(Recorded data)

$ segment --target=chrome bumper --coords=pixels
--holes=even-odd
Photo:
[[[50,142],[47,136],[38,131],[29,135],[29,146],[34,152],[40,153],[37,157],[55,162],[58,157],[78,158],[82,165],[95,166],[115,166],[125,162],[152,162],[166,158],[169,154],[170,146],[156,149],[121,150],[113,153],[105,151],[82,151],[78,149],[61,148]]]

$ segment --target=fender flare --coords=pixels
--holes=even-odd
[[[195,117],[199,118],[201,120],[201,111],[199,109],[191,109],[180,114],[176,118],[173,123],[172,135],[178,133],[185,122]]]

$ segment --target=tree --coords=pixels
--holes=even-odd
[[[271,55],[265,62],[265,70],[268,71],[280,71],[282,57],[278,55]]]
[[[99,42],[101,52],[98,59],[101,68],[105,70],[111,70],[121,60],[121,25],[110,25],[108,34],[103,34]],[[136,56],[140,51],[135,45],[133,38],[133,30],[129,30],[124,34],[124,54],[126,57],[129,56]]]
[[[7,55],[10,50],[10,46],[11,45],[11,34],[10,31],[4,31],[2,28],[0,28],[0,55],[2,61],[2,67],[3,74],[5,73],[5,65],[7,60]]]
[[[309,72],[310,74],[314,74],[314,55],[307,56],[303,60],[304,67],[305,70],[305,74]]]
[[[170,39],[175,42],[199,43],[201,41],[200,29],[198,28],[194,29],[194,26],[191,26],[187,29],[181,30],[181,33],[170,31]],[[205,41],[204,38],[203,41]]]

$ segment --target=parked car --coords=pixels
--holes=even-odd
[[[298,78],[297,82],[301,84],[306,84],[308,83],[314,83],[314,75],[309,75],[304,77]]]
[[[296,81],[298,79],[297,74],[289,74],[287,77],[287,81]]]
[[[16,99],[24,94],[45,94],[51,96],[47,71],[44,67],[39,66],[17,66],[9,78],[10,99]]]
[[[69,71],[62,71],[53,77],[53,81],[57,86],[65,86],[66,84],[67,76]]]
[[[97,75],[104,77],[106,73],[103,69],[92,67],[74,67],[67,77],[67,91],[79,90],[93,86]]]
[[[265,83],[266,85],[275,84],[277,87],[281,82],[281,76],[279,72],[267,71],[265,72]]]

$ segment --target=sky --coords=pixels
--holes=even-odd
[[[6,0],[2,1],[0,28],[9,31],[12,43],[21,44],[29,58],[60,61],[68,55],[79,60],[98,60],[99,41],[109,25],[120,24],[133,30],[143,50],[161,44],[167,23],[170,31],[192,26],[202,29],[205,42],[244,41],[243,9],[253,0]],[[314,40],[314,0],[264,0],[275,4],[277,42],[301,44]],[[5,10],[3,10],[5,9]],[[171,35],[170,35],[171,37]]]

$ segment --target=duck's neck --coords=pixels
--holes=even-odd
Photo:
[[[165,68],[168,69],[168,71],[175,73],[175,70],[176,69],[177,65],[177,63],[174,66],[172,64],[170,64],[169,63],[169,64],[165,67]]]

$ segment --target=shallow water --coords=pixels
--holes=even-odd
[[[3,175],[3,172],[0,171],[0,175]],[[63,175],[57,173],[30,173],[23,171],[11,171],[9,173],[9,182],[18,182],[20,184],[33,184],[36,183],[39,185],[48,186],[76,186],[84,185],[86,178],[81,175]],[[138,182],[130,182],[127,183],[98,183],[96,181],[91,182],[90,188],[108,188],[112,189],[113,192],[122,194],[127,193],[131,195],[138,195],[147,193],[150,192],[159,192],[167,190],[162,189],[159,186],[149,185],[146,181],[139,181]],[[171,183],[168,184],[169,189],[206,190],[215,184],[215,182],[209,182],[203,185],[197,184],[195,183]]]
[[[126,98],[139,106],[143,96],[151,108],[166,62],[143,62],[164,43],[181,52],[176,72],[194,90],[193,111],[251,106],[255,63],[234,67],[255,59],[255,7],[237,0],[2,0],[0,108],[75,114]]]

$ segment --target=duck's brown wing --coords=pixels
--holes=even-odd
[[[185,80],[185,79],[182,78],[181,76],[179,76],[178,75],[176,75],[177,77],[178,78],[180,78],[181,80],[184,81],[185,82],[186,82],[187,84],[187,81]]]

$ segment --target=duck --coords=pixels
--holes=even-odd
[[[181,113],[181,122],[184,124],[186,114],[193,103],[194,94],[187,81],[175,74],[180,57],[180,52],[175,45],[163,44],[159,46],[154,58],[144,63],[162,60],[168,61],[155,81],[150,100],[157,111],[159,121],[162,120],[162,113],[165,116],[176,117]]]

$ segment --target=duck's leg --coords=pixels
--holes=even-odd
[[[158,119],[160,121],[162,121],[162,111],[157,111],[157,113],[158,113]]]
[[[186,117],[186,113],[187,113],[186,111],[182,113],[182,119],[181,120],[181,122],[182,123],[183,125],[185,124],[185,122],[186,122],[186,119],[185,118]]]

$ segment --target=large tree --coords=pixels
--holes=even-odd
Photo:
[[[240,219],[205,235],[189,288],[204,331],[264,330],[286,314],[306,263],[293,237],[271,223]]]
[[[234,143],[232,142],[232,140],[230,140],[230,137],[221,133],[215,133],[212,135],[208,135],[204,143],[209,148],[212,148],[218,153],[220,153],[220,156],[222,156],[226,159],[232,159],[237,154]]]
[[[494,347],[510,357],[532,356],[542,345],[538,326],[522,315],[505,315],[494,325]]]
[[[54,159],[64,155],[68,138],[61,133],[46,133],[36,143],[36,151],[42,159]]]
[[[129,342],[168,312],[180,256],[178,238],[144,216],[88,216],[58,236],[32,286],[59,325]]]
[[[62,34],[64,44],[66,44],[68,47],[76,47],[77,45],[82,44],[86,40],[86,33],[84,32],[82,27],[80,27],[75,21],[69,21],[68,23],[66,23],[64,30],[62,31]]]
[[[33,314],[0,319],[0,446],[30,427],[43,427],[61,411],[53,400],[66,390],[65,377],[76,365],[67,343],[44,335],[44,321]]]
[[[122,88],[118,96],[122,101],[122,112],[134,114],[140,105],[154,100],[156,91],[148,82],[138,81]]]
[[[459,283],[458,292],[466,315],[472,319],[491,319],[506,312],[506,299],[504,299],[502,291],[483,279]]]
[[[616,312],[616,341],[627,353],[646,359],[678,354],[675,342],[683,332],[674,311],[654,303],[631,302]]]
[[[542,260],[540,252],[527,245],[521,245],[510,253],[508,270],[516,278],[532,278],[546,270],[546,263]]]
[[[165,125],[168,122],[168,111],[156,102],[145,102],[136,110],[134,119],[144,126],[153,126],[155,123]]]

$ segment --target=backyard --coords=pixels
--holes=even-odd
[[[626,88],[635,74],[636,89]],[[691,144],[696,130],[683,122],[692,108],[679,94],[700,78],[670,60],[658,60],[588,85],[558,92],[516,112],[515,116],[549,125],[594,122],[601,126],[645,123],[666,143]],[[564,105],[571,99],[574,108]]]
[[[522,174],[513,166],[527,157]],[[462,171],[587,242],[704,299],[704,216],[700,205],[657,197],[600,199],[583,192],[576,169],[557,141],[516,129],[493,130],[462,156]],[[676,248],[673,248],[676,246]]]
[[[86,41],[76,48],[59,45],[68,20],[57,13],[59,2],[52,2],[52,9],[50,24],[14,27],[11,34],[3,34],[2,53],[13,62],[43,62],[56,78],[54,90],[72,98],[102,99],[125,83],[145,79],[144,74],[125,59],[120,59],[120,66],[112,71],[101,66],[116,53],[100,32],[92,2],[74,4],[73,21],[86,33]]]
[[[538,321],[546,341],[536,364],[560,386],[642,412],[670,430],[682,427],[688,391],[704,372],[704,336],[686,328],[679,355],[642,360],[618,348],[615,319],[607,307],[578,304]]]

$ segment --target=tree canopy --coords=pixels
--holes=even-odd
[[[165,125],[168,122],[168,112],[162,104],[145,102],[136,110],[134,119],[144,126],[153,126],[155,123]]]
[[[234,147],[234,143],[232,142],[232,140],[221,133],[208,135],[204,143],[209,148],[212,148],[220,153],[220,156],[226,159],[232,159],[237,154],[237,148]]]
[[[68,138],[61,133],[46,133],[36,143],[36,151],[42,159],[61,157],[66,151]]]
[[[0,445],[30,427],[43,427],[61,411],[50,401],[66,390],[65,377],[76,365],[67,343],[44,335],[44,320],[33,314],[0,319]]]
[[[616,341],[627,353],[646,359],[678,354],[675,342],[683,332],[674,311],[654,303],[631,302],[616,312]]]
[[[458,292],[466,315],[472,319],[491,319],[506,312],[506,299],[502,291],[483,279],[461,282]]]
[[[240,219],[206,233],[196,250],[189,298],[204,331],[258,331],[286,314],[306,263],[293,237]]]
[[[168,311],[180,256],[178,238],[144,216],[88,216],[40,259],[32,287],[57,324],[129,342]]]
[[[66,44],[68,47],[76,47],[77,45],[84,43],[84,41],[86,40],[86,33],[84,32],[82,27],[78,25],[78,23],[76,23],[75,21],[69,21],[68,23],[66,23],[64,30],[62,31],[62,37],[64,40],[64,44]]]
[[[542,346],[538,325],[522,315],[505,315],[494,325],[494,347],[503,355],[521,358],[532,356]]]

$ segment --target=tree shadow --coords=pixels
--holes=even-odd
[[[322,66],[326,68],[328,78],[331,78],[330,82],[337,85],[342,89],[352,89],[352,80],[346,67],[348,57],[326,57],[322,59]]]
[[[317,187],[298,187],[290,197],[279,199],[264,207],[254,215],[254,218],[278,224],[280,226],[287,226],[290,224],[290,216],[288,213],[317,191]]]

■ Prompt:
Transcribe the lines of the data starting at the line containing "--target=tree shadow --coords=pixels" and ending at the end of the data, both ends included.

■ Response:
$ segment --target=tree shadow --coords=pixels
--holes=even-odd
[[[322,66],[326,68],[328,78],[331,78],[330,82],[337,85],[342,89],[352,89],[352,80],[346,67],[348,57],[326,57],[322,59]]]
[[[317,187],[298,187],[290,197],[279,199],[264,207],[254,215],[254,218],[278,224],[280,226],[287,226],[290,224],[290,216],[288,213],[317,191]]]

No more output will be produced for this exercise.